Point annotations for photos

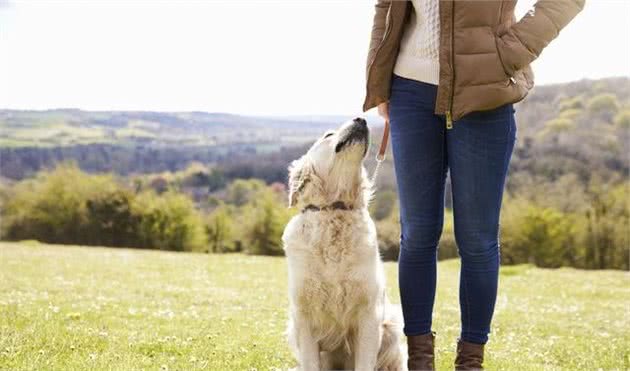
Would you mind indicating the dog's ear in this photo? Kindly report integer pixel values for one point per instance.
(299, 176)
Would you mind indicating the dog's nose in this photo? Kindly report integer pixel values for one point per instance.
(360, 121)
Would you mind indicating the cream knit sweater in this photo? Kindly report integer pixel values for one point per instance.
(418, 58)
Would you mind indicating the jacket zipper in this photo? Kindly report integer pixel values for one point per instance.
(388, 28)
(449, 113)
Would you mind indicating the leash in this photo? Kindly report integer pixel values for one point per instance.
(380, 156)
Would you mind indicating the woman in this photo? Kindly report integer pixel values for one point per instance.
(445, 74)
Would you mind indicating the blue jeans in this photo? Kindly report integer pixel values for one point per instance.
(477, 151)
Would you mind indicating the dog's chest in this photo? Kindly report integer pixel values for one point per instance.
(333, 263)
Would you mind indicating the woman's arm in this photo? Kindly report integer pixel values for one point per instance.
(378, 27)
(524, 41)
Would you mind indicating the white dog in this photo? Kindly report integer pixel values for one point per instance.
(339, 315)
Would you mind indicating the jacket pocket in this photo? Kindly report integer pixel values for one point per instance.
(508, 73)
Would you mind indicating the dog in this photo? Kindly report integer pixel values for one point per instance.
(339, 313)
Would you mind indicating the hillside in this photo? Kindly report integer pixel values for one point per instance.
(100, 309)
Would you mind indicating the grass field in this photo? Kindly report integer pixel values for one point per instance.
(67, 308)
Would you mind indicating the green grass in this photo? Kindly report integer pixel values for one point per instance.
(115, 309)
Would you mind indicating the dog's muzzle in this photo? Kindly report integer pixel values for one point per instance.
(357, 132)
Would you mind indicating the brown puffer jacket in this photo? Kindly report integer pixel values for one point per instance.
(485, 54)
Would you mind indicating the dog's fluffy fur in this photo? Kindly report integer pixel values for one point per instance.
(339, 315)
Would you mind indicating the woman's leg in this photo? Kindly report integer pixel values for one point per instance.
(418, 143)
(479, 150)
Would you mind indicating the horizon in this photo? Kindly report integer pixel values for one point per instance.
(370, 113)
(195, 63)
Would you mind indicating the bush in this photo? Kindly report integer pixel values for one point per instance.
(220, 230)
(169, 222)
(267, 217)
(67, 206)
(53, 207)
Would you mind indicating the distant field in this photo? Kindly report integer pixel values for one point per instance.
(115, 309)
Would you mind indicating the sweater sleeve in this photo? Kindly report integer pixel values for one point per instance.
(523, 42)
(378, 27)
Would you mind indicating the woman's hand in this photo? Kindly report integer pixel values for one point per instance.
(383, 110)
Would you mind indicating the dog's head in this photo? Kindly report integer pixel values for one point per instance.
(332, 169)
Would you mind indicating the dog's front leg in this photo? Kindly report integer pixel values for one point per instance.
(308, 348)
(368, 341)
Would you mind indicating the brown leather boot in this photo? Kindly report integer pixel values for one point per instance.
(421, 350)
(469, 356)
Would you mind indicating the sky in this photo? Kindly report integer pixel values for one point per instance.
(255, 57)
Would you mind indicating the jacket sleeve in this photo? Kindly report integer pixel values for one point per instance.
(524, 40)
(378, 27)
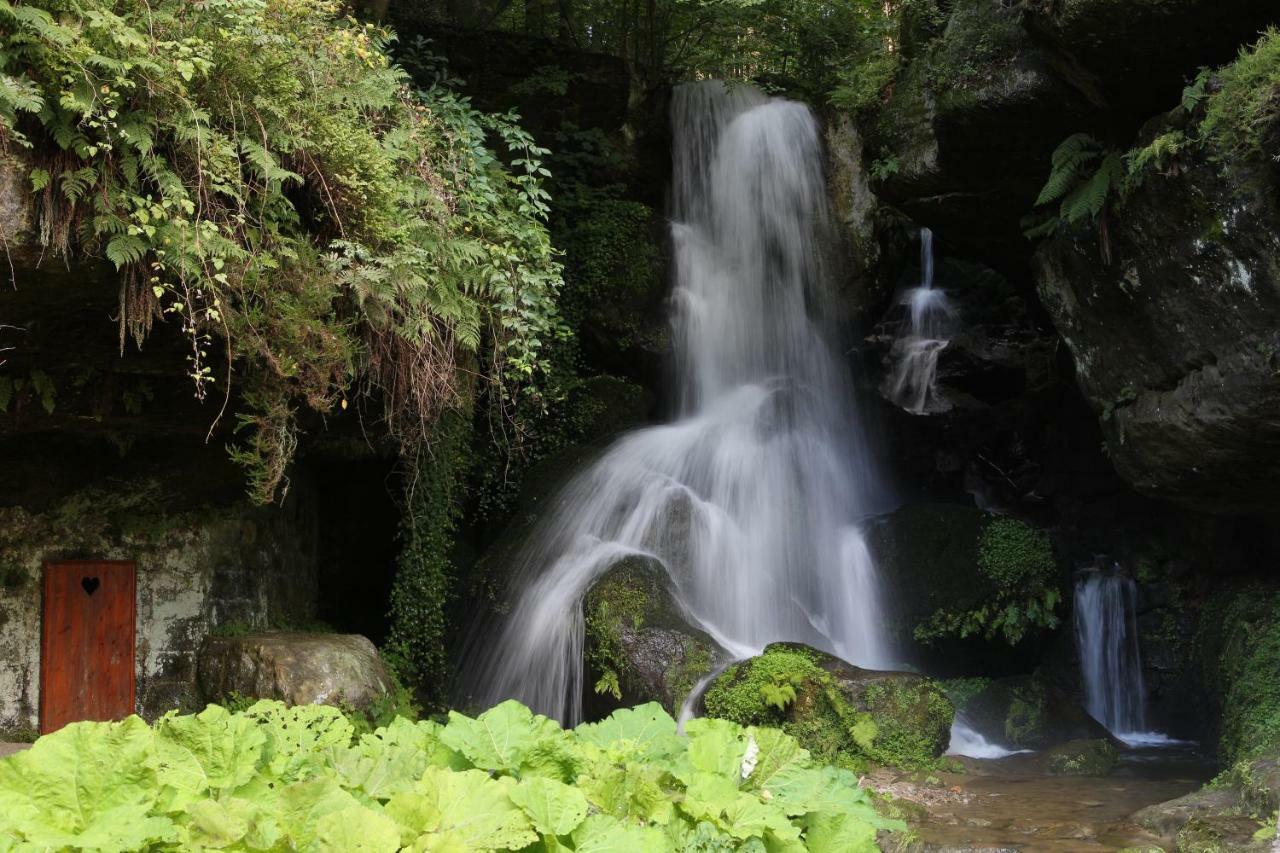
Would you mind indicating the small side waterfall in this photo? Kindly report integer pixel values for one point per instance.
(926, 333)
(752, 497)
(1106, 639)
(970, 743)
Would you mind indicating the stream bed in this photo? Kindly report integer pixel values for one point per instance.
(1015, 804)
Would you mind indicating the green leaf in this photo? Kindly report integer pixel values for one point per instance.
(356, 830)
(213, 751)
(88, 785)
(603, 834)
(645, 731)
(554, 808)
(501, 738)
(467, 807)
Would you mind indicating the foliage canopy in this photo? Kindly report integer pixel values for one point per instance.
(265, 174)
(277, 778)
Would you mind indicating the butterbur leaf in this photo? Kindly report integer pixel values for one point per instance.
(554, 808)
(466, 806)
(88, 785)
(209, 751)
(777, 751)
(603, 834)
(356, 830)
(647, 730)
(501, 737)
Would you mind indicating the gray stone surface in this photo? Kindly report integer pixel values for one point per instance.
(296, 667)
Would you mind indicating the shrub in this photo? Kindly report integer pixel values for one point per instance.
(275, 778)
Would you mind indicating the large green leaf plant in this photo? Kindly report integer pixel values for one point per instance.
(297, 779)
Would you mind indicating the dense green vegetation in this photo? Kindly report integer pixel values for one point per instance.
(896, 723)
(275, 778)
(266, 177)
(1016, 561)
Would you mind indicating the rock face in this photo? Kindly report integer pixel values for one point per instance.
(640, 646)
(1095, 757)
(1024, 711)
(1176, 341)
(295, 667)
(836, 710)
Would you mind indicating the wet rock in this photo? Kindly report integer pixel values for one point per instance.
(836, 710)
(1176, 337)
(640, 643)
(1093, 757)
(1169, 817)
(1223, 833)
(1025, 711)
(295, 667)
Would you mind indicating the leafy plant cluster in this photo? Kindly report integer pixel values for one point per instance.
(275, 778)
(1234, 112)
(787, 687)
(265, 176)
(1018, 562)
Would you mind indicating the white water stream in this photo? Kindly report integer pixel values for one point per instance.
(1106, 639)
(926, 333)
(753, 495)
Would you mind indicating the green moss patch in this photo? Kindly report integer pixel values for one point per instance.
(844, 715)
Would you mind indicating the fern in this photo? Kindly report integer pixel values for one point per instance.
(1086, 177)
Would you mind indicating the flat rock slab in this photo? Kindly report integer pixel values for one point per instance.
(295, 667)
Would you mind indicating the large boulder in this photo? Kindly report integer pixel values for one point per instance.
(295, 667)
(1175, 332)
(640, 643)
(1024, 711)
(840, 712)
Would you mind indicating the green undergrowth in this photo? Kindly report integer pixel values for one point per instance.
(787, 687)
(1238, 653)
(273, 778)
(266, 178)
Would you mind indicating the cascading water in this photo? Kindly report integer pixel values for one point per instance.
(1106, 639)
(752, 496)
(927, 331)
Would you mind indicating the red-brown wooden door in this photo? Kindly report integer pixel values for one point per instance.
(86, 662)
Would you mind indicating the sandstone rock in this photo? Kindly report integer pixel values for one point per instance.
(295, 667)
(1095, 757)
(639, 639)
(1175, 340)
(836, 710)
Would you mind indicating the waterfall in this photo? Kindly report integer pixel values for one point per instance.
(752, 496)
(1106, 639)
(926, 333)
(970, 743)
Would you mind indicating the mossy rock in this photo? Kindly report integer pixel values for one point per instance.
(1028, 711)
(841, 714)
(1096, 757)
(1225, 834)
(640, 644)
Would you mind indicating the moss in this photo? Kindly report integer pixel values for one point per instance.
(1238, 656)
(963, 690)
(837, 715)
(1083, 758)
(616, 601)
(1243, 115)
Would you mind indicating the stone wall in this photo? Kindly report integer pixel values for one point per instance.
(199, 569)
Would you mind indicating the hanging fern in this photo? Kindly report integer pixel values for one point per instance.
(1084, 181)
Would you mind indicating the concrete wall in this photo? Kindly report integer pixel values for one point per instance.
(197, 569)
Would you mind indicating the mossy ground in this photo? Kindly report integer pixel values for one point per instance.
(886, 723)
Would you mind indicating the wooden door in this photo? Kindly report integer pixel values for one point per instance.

--- WHAT IS BEING ASKED ---
Take the line holding "Would you mind indicating the mossy rock" and all lines after it through the end of the data, and set them down exactly.

--- ANSWER TO THE EXERCISE ---
Would you mind indicating the mossy rock in this photo? Kindly report integer pixel values for one point per instance.
(1028, 711)
(841, 714)
(1096, 757)
(1225, 834)
(640, 644)
Would you mind indicating the moss in this photo? Kindly report integer pixel values for one point per instance.
(1238, 656)
(963, 690)
(837, 715)
(1083, 758)
(616, 601)
(1243, 115)
Would you mind indicating the stone wall in this photo? Kindly report integer pixel values for one point per instance.
(199, 569)
Would you mind indicating the hanging fern in this photo? Kindly report integer pixel values for one point per instance.
(1084, 181)
Would you mind indicating the concrete wall in this photo? Kindly report integer pixel values for one point per instance.
(197, 569)
Would you mind indicating the mossy ground in this photo? Kindly report integer pixel values for one point per instance.
(886, 723)
Would you mind indicating the wooden door in this photo? Kindly report integer pixel values for one point per instance.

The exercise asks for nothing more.